# EXERCISE AIM
Set down the entries verbatim from their beginning through the line containing "(1336, 472)", inclusive of that line.
--- Start DATA ENTRIES ---
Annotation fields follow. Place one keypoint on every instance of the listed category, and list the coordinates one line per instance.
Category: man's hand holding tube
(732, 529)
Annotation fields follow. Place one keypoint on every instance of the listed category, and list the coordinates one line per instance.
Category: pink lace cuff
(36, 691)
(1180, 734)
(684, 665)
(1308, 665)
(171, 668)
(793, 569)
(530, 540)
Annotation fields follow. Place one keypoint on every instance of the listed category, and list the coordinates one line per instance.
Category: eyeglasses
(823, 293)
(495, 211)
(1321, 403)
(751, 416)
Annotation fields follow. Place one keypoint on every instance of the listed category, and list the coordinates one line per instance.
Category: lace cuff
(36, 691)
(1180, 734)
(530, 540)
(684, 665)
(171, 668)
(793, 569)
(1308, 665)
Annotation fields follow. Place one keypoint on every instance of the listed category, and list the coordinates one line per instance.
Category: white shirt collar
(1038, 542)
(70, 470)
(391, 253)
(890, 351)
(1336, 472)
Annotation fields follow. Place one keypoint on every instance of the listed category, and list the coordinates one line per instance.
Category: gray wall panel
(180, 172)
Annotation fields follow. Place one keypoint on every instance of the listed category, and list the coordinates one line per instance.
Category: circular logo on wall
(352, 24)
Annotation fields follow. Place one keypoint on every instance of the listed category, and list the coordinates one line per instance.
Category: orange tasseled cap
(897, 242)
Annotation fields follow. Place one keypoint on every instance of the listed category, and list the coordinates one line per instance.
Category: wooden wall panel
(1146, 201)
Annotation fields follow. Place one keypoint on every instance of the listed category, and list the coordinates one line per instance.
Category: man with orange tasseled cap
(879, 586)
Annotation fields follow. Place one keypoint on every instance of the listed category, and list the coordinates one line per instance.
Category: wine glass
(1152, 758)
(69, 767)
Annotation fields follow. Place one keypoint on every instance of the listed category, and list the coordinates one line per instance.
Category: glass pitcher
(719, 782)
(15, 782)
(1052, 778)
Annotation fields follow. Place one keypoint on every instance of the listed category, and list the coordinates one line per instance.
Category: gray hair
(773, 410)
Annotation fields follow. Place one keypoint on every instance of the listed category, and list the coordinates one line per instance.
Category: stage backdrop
--- End DATA ENTRIES ---
# TASK RESULT
Annotation fields follow. Place one keypoint on every instance of the listed category, and list the coordinates one line per instance.
Category: man's hand holding tube
(732, 529)
Annotation fields follow. Place one keypoint on every instance of the listed category, and list the coordinates one line per instance.
Category: pink lace cuff
(36, 691)
(1180, 734)
(684, 665)
(1308, 665)
(171, 668)
(793, 569)
(530, 540)
Annotation fields follow. Place one keypoint on every instance of the listed category, and list the coordinates one line per instance.
Category: eyeglasses
(823, 293)
(495, 211)
(1321, 403)
(751, 416)
Annotation fields follow. Place one keypoint on every instance of the listed category, and list the coordinates one line per instance.
Category: lace cuff
(36, 691)
(1180, 734)
(530, 540)
(684, 665)
(171, 668)
(793, 569)
(1308, 665)
Annotation fields follow. Place one keypoint on every instance of the listed category, and list the coordinates one line per instance.
Category: white shirt collar
(1038, 542)
(70, 470)
(391, 253)
(890, 351)
(1336, 472)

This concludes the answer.